Goal of the exercise: Rescale the items from the line with "Where can the table" to the line with "point(42, 220)", both included, and give those lines again, requests and all. Multiply each point coordinate in the answers by 1.15 and round to whole numbers with halves going up, but keep the numbers in the requests and their sample formats unchanged.

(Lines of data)
--- START ---
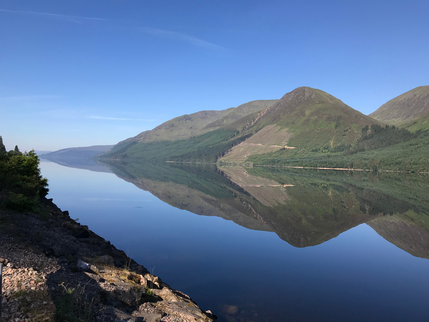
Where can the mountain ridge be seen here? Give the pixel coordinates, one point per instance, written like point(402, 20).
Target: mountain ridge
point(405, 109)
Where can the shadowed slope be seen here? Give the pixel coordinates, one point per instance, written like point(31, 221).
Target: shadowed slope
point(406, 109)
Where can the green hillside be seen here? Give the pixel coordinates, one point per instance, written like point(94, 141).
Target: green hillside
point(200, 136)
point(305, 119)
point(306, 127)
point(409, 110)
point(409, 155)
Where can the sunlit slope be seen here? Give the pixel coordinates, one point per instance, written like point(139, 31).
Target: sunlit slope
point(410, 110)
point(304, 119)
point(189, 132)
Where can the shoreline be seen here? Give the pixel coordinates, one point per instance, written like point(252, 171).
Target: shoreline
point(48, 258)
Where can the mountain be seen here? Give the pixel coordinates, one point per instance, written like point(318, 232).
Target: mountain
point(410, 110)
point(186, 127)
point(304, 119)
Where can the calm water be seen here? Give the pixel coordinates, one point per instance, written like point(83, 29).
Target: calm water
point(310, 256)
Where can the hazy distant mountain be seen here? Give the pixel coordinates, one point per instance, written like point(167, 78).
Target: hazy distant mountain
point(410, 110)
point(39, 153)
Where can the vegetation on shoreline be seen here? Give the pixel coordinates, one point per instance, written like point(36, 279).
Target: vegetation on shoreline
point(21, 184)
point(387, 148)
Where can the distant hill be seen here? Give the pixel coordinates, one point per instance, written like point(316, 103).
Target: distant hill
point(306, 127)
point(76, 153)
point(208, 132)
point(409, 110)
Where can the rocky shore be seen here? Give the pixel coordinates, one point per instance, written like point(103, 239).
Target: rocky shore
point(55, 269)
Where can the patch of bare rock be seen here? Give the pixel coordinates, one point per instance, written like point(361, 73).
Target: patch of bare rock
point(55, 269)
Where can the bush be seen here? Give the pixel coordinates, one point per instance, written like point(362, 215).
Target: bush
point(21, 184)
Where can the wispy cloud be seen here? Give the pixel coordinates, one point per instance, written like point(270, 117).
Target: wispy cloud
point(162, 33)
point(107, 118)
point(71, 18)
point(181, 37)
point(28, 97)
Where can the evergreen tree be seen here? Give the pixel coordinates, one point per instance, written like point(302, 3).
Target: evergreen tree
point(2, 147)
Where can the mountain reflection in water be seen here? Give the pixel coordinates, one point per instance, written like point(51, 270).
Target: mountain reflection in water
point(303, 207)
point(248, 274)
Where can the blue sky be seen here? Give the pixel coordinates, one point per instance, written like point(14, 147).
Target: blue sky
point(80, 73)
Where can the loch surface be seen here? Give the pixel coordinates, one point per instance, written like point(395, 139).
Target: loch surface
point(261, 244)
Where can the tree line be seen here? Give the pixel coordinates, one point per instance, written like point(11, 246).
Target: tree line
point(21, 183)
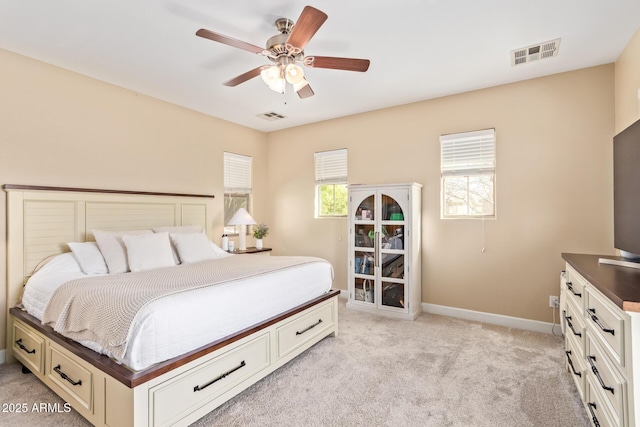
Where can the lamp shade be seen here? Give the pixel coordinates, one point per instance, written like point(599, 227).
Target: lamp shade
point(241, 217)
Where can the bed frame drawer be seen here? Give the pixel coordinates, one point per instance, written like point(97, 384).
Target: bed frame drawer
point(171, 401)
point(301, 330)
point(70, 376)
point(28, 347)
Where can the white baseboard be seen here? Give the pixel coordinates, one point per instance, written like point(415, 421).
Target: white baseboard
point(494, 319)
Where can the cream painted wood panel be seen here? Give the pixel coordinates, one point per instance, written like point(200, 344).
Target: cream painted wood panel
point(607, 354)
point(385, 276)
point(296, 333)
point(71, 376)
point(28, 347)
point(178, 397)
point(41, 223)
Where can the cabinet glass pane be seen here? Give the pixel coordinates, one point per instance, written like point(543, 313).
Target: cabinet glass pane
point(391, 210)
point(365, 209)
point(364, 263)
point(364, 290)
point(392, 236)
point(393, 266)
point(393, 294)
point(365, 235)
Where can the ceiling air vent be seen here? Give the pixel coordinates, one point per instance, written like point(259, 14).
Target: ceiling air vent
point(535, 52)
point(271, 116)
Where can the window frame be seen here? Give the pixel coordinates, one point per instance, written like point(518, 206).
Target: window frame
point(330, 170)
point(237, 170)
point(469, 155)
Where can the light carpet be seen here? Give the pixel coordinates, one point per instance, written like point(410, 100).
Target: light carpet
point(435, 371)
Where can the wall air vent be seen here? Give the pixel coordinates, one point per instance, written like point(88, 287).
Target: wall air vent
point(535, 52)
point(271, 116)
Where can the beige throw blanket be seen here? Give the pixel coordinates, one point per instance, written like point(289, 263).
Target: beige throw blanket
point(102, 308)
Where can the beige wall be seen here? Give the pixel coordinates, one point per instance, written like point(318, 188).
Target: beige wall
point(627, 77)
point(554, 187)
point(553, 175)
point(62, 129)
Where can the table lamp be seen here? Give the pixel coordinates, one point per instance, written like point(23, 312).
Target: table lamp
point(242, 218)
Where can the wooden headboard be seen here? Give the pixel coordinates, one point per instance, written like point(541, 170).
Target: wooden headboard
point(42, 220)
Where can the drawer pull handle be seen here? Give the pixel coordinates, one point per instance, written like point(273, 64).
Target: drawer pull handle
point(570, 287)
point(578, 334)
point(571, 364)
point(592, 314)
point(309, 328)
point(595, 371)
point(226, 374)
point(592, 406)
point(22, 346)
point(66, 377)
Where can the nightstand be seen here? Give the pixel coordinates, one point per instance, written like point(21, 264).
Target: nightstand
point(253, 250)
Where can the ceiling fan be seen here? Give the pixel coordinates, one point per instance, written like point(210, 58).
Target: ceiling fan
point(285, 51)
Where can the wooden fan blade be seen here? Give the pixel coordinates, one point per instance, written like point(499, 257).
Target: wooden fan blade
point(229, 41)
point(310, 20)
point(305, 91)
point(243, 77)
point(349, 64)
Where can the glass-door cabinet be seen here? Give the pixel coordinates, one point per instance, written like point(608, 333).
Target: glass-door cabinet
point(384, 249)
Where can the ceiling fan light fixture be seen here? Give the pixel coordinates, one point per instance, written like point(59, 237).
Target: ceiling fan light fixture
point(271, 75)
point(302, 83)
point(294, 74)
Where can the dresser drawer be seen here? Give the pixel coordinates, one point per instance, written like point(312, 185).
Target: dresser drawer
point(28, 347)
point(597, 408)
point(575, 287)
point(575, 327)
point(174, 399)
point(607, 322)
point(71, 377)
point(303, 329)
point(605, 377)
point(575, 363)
--- END ---
Written solution:
Where can the table lamp be seen here? Give the pixel coordinates, one point per instance, written like point(23, 312).
Target: table lamp
point(278, 251)
Where can the wooden headboard be seen here? Give the pixel coordinates, one point per instance, written like point(541, 170).
Target: wooden headboard
point(48, 253)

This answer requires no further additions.